1

I'm using ElementTree in Python 3.5.1. I want to parse a xml file like:

<?xml version="1.0" encoding="UTF-8"?>
<project xmlns="http://maven.apache.org/POM/4.0.0" xmlns:xsi="http://www.w3.org/2001/XMLSchema-instance" xsi:schemaLocation="http://maven.apache.org/POM/4.0.0 http://maven.apache.org/xsd/maven-4.0.0.xsd">
    <modelVersion>4.0.0</modelVersion>
    <name>A name</name>
    <groupId>a.group</groupId>
    <artifactId>anArtifact</artifactId>
    <version>1.0</version>
    <packaging>pom</packaging>
    <properties>
        <dependency-version>10.0</dependency-version>
        <another-dependency-version>11.0</another-dependency-version>
    </properties>
</project>

And get the value of the tag dependency-version. I started trying to get the properties using this code:

mydoc = ElementTree.parse(sources + "pom.xml")
root = mydoc.getroot()
for element in root.findall('properties'):
    print(element)

The issue is that I got nothing but the root tag, project, and its attributes.

>>> root.tag
'{http://maven.apache.org/POM/4.0.0}project'
>>> root.text
'\n    '
>>> root.attrib
{'{http://www.w3.org/2001/XMLSchema-instance}schemaLocation': 'http://maven.apache.org/POM/4.0.0 http://maven.apache.org/xsd/maven-4.0.0.xsd'}

I tried also with mydoc directly:

>>> root.findall('project')
_ _ _ _ _
Exercises:
a: Which Python version does the post say it is using?
b: Reproduce a part of the post word for word. Begin at the words "root = mydoc.getroot()" and stop after the words "and its attributes.".
The records have no connection to the post.
_ _ _ _ _
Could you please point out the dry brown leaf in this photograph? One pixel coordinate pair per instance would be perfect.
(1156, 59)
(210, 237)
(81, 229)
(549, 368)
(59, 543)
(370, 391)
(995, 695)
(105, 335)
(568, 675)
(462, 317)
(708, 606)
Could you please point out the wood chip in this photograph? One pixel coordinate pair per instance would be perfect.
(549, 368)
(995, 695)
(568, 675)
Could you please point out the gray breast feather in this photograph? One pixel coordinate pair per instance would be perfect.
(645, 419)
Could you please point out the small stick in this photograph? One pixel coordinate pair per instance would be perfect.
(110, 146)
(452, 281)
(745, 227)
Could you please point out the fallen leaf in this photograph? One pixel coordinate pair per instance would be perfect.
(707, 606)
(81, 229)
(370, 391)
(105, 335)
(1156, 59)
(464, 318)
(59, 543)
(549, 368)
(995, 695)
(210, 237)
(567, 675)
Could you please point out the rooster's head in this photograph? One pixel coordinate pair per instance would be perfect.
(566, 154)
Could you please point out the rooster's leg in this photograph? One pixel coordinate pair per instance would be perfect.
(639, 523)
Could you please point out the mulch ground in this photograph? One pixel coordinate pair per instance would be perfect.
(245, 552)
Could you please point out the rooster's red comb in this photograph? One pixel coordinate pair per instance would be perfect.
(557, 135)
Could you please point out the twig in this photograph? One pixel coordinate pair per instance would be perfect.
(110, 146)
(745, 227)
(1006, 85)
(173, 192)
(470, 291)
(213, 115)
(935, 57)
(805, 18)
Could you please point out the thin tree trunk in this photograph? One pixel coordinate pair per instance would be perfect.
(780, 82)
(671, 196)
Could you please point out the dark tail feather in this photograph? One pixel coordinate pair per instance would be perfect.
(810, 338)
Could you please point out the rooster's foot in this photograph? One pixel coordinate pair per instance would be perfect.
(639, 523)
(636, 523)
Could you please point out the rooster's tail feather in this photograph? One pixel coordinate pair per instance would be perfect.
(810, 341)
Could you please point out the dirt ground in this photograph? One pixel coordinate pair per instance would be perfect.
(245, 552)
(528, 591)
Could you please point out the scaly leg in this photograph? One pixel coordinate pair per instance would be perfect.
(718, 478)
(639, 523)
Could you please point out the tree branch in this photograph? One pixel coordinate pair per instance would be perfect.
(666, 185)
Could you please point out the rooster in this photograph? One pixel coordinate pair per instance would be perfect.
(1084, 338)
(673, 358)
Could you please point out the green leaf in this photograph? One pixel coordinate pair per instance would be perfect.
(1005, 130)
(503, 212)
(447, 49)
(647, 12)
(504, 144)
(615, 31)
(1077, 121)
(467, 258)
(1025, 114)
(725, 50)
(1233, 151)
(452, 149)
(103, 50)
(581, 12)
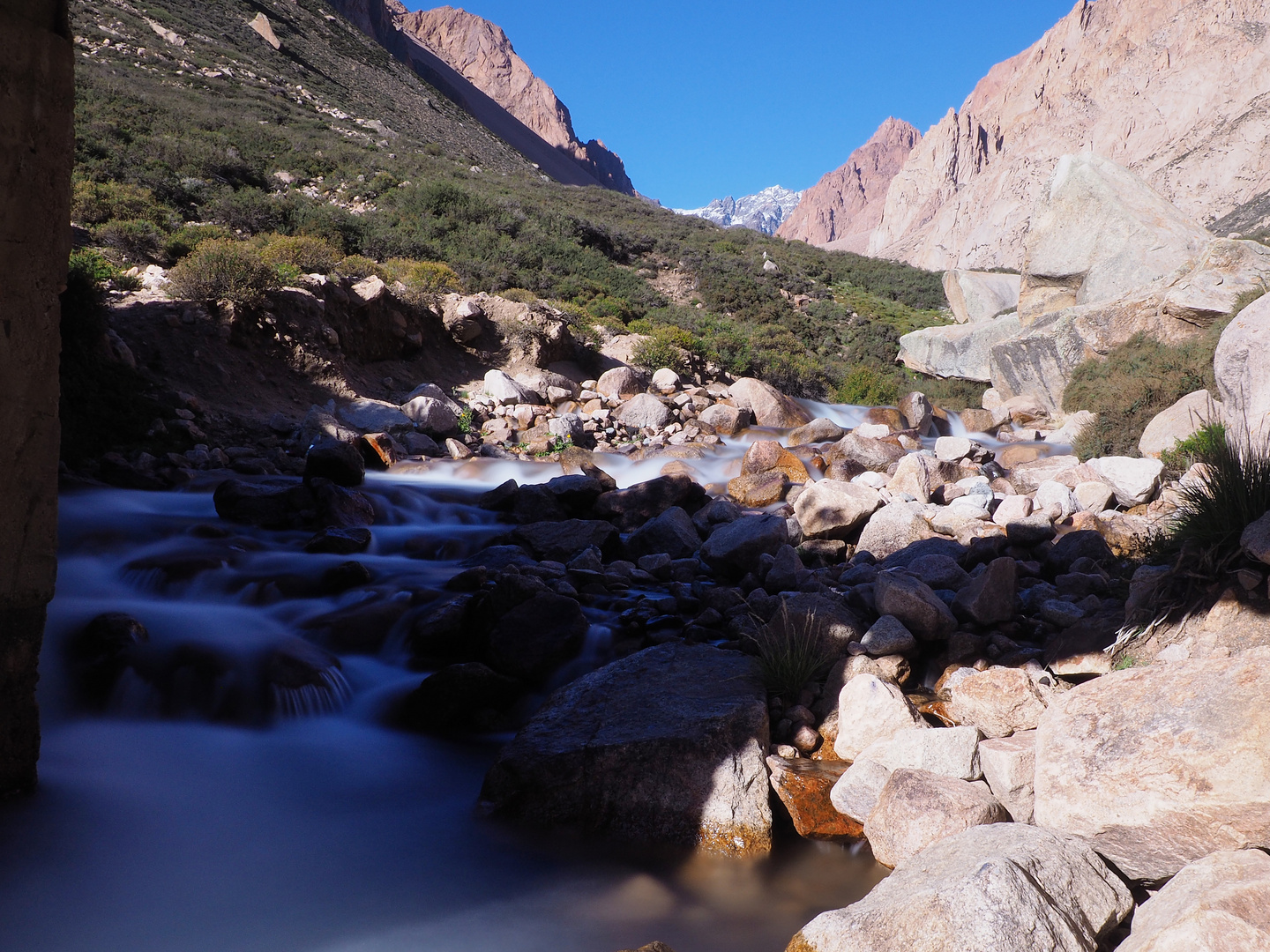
_ _ _ _ _
Solutions for each task:
a: Python 3.5.1

b:
root = mydoc.getroot()
for element in root.findall('properties'):
    print(element)

The issue is that I got nothing but the root tag, project, and its attributes.